SUPPLIED MATERIAL:
════════════════════

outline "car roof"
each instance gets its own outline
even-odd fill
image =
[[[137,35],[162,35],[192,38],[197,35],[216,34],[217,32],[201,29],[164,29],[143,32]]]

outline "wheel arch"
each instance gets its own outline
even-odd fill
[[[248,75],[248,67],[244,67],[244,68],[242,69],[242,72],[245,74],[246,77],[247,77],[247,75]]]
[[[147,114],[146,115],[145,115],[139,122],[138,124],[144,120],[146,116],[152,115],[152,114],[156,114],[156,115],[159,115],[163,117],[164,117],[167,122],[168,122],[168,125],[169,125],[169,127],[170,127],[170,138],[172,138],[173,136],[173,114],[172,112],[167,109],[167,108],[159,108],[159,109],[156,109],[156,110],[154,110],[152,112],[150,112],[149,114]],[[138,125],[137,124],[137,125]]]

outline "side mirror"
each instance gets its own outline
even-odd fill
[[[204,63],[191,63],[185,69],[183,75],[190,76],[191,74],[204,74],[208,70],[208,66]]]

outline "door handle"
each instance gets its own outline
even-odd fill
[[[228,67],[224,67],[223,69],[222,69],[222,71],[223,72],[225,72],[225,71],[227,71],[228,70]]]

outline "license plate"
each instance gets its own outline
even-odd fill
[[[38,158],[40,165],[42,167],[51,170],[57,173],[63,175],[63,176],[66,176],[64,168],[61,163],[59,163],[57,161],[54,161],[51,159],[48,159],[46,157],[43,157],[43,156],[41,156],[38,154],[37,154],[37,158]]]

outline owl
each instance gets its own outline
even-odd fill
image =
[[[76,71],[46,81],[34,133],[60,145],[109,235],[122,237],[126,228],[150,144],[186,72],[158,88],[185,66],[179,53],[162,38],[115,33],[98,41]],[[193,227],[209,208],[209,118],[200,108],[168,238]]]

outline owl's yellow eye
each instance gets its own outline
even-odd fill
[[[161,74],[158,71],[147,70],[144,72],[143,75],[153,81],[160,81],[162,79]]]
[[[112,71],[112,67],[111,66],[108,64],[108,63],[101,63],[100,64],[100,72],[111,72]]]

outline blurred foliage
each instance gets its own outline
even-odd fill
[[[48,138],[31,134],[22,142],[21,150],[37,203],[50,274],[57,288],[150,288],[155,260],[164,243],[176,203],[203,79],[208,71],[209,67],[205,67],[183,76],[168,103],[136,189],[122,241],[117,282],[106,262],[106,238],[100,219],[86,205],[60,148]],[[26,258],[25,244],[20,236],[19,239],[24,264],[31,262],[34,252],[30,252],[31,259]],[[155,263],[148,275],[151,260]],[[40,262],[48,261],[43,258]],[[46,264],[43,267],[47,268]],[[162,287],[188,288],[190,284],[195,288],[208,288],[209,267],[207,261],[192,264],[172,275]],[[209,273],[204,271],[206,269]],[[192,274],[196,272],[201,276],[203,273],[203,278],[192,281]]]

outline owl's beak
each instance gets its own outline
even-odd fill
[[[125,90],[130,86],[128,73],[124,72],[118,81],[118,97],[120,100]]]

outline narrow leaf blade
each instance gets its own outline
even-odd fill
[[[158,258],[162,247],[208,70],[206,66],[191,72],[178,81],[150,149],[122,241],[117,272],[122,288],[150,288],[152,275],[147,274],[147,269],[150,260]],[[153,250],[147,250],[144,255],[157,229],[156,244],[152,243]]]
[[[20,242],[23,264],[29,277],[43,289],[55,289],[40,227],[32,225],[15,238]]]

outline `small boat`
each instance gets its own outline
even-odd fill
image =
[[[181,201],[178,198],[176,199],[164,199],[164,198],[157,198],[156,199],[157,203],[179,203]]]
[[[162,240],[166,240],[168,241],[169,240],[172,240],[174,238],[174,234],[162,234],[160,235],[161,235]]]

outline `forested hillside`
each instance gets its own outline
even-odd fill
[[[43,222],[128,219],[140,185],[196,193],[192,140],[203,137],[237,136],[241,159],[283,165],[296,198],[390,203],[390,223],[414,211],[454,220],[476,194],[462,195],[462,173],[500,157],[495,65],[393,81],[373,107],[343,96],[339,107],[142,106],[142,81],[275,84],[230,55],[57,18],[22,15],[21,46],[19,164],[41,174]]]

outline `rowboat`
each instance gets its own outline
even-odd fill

════════════════════

WORK TO COMPLETE:
Rewrite all the entries above, substituting "nonzero" for every occurrence of "even-odd" and leaving everything else unchanged.

SOLUTION:
outline "car roof"
each instance gets its own outline
nonzero fill
image =
[[[137,35],[162,35],[192,38],[197,35],[216,34],[217,32],[201,29],[164,29],[143,32]]]

outline "wheel arch"
each instance gets its own outline
nonzero fill
[[[248,75],[248,67],[244,67],[244,68],[242,69],[242,72],[245,74],[246,77],[247,77],[247,75]]]
[[[147,114],[146,115],[145,115],[139,122],[138,124],[144,120],[146,116],[152,115],[152,114],[156,114],[156,115],[159,115],[163,117],[164,117],[167,122],[168,122],[168,125],[169,125],[169,127],[170,127],[170,138],[172,138],[173,136],[173,114],[172,112],[167,109],[167,108],[159,108],[159,109],[156,109],[156,110],[154,110],[152,112],[150,112],[149,114]],[[138,125],[137,124],[137,125]]]

outline "side mirror"
each instance gets its own outline
nonzero fill
[[[204,63],[191,63],[185,69],[183,75],[190,76],[191,74],[204,74],[208,70],[208,66]]]

outline "door handle"
each instance gets its own outline
nonzero fill
[[[228,67],[224,67],[223,69],[222,69],[222,71],[223,72],[225,72],[225,71],[227,71],[228,70]]]

outline "license plate"
each instance gets its own outline
nonzero fill
[[[38,158],[40,165],[42,167],[51,170],[57,173],[63,175],[63,176],[66,176],[64,168],[61,163],[59,163],[57,161],[54,161],[51,159],[48,159],[46,157],[43,157],[43,156],[41,156],[38,154],[37,154],[37,158]]]

outline owl
each instance gets its own outline
nonzero fill
image =
[[[76,71],[46,81],[34,133],[60,145],[109,235],[122,237],[126,228],[150,144],[186,72],[158,88],[185,66],[179,53],[162,38],[115,33],[98,41]],[[193,227],[209,208],[209,118],[200,108],[168,238]]]

outline owl's yellow eye
each instance gets its own outline
nonzero fill
[[[161,74],[158,71],[147,70],[144,72],[143,75],[153,81],[160,81],[162,79]]]
[[[112,71],[112,67],[111,66],[108,64],[108,63],[101,63],[100,64],[100,72],[111,72]]]

outline blurred foliage
each instance gets its own outline
nonzero fill
[[[48,138],[31,134],[22,142],[21,150],[37,203],[50,274],[57,288],[150,288],[155,260],[164,243],[176,203],[203,79],[208,71],[209,67],[205,67],[183,76],[168,103],[136,189],[122,241],[117,282],[106,262],[106,238],[100,219],[86,205],[60,148]],[[26,258],[25,244],[20,236],[19,239],[24,264],[31,262],[34,252],[30,252],[31,259]],[[155,263],[148,275],[151,260]],[[40,262],[48,261],[43,258]],[[46,264],[43,267],[47,268]],[[162,287],[188,288],[190,284],[195,288],[208,288],[209,267],[207,261],[192,264],[172,275]],[[209,273],[204,271],[206,269]],[[192,274],[196,272],[201,276],[203,273],[203,278],[192,281]]]

outline owl's beak
each instance gets its own outline
nonzero fill
[[[125,90],[130,86],[128,73],[124,72],[118,81],[118,97],[120,100]]]

outline narrow leaf blade
each instance gets its own outline
nonzero fill
[[[158,258],[162,247],[208,70],[206,66],[191,72],[178,81],[150,149],[122,241],[117,272],[122,288],[150,288],[152,275],[147,274],[147,269],[150,260]],[[153,250],[147,250],[144,255],[157,229],[156,244],[152,243]]]
[[[20,242],[23,264],[29,277],[43,289],[55,289],[40,227],[32,225],[15,238]]]

outline `small boat`
each instance gets its own outline
nonzero fill
image =
[[[181,201],[178,198],[176,199],[164,199],[164,198],[157,198],[156,199],[157,203],[179,203]]]
[[[162,240],[166,240],[168,241],[169,240],[172,240],[174,238],[174,234],[162,234],[160,235],[161,235]]]

outline `forested hillside`
each instance gets its own outline
nonzero fill
[[[43,222],[128,219],[140,185],[196,193],[192,140],[203,137],[237,136],[241,159],[283,165],[296,198],[390,203],[390,223],[414,211],[454,220],[476,194],[462,195],[462,173],[500,157],[495,65],[393,81],[373,107],[343,96],[339,107],[142,106],[142,81],[275,84],[230,55],[57,18],[22,15],[21,46],[19,164],[41,174]]]

outline `rowboat`
each instance gets its own outline
nonzero fill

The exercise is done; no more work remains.